Required work: How many of the lines below contain the string "overhead"? Reply with the number alone.
════
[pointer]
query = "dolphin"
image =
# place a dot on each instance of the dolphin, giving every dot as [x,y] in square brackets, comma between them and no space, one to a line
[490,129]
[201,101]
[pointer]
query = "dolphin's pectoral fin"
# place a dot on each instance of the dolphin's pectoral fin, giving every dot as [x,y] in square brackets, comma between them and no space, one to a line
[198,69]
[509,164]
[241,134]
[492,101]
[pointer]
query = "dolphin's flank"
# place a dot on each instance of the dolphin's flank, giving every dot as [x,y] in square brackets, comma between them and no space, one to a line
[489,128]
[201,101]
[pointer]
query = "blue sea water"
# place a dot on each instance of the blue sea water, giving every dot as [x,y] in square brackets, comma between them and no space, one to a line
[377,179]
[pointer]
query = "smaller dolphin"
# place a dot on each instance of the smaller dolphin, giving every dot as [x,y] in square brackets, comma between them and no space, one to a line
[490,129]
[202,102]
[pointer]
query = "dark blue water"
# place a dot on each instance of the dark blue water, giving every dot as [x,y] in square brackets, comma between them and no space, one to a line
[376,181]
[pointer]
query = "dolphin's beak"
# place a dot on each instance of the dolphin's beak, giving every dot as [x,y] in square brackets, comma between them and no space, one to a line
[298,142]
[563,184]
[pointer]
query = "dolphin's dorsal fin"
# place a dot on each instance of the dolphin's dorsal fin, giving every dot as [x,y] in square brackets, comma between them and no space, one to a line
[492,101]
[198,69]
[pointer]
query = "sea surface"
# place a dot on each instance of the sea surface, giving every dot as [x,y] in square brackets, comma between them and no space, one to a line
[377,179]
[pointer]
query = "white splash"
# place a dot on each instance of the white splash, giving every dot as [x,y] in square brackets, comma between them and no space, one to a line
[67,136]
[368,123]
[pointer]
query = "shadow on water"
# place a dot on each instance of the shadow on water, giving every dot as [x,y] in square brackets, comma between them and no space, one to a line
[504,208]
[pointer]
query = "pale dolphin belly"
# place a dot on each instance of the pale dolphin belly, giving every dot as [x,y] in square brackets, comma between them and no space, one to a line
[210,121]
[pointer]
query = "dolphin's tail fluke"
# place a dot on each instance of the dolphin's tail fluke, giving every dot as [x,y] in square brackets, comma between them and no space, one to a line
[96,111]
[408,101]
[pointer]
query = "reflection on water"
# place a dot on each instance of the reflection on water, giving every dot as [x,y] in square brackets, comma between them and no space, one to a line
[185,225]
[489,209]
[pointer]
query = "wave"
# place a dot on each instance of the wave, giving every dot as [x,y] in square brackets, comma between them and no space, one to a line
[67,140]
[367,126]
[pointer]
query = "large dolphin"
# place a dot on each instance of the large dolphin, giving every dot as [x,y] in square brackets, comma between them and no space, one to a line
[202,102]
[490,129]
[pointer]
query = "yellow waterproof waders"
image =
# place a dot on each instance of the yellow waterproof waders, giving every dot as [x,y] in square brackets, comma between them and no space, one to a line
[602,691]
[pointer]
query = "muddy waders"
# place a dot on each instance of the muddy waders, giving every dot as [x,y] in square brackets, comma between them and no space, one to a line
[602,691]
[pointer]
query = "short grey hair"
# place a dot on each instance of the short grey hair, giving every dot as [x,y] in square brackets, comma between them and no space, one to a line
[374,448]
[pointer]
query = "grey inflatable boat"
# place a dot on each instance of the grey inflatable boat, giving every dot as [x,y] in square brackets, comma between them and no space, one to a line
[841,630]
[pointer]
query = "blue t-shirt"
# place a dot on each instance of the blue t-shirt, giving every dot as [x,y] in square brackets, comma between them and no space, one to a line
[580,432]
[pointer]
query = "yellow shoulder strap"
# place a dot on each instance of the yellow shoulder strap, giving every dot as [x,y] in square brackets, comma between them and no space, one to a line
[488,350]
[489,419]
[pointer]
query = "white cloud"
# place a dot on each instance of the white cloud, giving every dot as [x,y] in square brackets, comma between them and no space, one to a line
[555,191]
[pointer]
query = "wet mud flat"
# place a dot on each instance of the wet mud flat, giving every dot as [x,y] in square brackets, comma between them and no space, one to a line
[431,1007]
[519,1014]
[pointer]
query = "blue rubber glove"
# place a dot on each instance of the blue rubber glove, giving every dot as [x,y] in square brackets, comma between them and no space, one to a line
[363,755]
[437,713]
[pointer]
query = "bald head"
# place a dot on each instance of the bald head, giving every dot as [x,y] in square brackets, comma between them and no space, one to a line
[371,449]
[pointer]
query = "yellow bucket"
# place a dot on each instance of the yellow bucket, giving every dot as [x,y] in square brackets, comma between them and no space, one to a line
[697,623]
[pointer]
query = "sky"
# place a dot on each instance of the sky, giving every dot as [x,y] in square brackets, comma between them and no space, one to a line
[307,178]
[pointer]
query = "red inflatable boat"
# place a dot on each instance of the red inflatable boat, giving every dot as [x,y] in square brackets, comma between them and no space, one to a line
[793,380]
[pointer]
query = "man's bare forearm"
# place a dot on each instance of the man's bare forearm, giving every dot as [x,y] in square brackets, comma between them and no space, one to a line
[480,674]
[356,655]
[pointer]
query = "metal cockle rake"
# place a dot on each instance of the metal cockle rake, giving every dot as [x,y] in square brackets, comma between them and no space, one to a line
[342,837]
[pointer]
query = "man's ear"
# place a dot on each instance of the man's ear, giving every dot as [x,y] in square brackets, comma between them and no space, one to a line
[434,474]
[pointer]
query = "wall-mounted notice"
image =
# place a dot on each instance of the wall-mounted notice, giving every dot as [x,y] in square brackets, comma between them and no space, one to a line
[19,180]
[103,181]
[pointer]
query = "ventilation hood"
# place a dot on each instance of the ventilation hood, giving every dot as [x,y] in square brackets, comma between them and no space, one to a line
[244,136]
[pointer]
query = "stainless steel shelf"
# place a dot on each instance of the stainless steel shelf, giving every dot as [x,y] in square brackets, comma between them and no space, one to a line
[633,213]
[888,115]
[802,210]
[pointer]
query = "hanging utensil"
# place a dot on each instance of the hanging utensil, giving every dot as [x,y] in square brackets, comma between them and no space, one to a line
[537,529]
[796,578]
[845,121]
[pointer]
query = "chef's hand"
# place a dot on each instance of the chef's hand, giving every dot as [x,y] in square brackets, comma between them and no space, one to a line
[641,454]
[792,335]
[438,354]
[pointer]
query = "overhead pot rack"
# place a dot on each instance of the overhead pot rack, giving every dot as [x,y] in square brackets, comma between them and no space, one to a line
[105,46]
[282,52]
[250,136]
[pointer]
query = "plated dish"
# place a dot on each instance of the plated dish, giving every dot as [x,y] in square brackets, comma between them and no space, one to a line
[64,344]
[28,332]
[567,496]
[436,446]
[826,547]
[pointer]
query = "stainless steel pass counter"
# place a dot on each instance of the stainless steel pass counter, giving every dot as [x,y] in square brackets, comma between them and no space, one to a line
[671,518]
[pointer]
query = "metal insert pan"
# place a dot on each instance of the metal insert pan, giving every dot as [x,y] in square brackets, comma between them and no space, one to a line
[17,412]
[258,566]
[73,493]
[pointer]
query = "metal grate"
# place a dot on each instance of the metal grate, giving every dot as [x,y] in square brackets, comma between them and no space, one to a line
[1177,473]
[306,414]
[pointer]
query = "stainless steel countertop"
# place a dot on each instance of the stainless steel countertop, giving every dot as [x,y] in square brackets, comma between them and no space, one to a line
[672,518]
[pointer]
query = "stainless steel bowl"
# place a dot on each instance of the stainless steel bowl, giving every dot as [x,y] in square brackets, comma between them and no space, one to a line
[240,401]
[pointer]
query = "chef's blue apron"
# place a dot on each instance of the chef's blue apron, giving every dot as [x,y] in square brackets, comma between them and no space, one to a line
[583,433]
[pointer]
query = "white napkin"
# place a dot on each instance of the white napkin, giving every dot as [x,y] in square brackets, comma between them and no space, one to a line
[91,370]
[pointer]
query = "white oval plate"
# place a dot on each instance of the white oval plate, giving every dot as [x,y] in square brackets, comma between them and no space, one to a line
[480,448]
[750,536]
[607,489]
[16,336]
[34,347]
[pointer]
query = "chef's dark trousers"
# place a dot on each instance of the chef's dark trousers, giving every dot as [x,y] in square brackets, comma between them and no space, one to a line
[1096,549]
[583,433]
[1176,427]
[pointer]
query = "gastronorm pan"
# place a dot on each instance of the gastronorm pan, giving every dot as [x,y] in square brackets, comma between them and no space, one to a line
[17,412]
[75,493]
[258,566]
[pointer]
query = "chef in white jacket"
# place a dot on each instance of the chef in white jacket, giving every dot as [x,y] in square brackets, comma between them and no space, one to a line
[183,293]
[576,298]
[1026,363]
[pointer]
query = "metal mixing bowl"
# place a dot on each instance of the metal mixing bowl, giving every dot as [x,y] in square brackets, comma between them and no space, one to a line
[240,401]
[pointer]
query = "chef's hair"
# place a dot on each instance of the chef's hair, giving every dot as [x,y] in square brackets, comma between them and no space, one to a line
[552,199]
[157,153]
════
Exercise result: 2